Site navigation

The Gender Inequality Issue and What to do About it

Sue Duris


Gender Inequality Global Technology Sector

To mark International Women’s Day, Sue Duris investigates gender inequality in the global technology sector, asking “where we are and where do we go from here?”

The Chinese say ‘may you live in interesting times’. If you’ve been following world events lately, it has been nothing but.

2017 was a watershed year for women, with marches, the #MeToo movement, #TimesUp campaign and many women coming forward with their revelations of being sexually harassed by powerful men.

Since October, women have been coming forward in droves to say they were either sexually harassed or assaulted by Harvey Weinstein. Allegations have been made against other high-profile men, including former head of Amazon Studios, Roy Price, The Today Show’s Matt Lauer, CBS This Morning’s Charlie Rose, former US Senator Al Franken, actor Kevin Spacey and hip-hop mogul, Russell Simmons. The list of powerful men being accused of sexual harassment keeps growing. And, as a result, sexual harassment has become a central topic of conversation.

While gender inequality seems minor compared to sexual harassment, it is the former that has led to the latter – it’s the pay and power imbalance that puts men in a position to control, and ultimately, harass women. Melinda Gates, co-chair of the Bill & Melinda Gates Foundation, has even said “Men who demean, degrade or disrespect women have been able to operate with such impunity—not just in Hollywood, but in tech, venture capital, and other spaces where their influence and investment can make or break a career. The asymmetry of power is ripe for abuse.”

Gender inequality is magnified in the heavily male-dominated tech industry. Studies show that women hold only 25% of all computing jobs (down from 36% in 1990), represent only 11% of the executive positions at Silicon Valley companies, account for slightly less than 15% of all board seats at tech companies, and hold only 7% of executive roles at the top 100 venture capital firms. In addition, only 17% of startups have a female founder. And, in 2017, women founders received only 2% of all venture capital dollars.

· · · · · · ·

Stated problem 1 ->
Reproduce a passage of the gender inequality article word for word, starting with "The Gender Inequality" and going on through "by powerful men.".
Stated problem 2 ->
Based on the gender inequality article, answer yes or no to each statement below and quote the words that settle it: (a) Women hold 25% of all computing jobs, down from 36% in 1990. (b) More than a quarter of startups have a female founder. (c) Roy Price is described as a former head of Amazon Studios.

· · · · · · ·

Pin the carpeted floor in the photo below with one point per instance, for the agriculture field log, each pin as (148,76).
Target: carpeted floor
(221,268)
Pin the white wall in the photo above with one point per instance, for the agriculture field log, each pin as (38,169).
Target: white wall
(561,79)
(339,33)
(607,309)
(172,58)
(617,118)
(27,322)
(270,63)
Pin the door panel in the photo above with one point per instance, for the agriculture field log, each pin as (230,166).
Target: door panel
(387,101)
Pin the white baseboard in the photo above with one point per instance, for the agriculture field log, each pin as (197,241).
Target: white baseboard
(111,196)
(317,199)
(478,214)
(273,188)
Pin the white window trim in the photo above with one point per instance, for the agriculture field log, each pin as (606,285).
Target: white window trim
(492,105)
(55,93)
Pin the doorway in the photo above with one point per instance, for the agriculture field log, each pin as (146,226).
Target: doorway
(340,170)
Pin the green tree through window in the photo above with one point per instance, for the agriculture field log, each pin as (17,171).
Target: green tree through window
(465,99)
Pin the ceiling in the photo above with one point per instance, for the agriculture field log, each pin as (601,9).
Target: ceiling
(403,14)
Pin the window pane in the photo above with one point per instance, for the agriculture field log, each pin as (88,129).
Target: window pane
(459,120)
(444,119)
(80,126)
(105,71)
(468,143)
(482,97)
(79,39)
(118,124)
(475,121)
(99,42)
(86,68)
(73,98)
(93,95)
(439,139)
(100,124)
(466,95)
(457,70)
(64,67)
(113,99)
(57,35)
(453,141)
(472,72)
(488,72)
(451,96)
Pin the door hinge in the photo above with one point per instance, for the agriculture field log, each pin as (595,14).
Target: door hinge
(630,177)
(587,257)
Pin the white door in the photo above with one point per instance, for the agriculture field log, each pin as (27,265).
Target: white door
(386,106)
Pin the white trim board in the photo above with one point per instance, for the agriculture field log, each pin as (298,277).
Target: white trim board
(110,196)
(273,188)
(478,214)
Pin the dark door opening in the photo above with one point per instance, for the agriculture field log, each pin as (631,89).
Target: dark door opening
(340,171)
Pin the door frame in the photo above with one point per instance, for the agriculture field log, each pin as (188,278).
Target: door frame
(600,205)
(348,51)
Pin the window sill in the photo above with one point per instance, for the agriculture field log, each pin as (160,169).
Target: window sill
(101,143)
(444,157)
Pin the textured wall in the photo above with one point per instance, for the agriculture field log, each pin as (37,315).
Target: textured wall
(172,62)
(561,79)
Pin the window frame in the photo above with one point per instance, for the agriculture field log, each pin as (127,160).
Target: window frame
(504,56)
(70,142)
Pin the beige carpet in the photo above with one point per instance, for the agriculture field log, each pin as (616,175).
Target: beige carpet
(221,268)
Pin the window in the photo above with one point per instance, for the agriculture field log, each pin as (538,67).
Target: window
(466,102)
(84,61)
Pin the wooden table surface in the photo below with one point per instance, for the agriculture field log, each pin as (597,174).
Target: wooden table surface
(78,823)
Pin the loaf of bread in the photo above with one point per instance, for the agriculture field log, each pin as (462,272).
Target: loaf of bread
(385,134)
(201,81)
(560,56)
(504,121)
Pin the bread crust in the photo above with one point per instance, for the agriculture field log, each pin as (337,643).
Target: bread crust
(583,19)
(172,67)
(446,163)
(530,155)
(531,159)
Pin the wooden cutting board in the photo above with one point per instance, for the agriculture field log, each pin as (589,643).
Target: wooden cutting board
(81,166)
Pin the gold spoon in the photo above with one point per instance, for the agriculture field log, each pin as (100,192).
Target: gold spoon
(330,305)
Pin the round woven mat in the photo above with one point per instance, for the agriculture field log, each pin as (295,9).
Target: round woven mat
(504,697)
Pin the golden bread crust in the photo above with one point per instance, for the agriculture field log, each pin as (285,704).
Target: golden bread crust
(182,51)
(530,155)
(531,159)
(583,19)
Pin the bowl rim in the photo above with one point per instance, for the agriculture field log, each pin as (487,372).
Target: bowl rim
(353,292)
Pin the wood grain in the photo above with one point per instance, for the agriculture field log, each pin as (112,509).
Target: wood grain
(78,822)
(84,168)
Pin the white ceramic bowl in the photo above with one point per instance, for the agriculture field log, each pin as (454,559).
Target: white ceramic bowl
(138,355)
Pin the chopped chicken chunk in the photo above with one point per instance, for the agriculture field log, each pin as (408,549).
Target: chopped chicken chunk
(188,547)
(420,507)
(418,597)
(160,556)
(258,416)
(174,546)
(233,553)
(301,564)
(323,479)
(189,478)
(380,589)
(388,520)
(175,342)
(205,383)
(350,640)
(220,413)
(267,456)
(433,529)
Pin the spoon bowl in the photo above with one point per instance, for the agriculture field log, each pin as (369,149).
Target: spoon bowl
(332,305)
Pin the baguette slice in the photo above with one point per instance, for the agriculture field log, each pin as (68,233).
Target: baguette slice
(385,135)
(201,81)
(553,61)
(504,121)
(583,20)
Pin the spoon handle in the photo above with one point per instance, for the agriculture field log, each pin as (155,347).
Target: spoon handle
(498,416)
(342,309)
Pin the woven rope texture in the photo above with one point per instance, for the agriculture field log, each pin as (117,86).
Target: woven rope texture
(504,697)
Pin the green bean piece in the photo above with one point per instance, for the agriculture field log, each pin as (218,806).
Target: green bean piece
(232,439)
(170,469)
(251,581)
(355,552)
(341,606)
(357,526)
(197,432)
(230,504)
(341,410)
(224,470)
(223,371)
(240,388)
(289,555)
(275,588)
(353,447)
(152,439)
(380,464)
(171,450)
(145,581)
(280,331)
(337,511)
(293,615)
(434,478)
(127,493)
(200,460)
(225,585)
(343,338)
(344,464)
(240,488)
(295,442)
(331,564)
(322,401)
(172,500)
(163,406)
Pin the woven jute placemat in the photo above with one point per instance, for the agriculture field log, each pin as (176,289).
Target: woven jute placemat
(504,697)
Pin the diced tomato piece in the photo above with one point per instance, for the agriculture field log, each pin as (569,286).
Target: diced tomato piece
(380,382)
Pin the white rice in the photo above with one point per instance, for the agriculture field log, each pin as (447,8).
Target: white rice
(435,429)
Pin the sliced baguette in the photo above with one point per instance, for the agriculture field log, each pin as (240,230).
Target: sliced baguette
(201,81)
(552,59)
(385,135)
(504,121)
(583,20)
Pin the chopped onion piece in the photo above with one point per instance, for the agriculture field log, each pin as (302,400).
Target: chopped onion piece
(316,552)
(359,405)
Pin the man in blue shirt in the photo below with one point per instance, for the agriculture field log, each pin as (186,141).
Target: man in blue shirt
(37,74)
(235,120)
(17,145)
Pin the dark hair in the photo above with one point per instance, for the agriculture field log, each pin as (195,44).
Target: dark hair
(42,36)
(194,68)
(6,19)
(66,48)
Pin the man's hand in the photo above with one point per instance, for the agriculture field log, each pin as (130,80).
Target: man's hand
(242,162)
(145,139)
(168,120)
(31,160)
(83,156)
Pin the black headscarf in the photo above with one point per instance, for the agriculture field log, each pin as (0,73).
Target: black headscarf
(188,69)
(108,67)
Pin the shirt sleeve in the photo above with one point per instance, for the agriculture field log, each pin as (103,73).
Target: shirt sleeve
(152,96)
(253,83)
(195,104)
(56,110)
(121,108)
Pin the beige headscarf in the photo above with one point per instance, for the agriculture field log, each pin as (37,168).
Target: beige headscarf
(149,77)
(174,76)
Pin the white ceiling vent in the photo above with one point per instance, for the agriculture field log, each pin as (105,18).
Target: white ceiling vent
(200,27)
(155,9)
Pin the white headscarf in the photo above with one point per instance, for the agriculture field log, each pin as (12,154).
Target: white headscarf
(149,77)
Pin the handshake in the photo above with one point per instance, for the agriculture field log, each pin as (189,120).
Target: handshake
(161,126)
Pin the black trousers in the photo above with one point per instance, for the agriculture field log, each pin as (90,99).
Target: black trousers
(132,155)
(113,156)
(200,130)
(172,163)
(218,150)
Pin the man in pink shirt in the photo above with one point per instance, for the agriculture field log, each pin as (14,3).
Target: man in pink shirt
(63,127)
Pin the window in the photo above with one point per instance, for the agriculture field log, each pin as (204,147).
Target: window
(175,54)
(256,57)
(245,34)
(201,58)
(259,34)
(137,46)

· · · · · · ·

Written answer 1 ->
The Gender Inequality Issue and What to do About it

Sue Duris


Gender Inequality Global Technology Sector

To mark International Women’s Day, Sue Duris investigates gender inequality in the global technology sector, asking “where we are and where do we go from here?”

The Chinese say ‘may you live in interesting times’. If you’ve been following world events lately, it has been nothing but.

2017 was a watershed year for women, with marches, the #MeToo movement, #TimesUp campaign and many women coming forward with their revelations of being sexually harassed by powerful men.

Written answer 2 ->
(a) Yes: "women hold only 25% of all computing jobs (down from 36% in 1990)"
(b) No: "only 17% of startups have a female founder"
(c) Yes: "former head of Amazon Studios, Roy Price"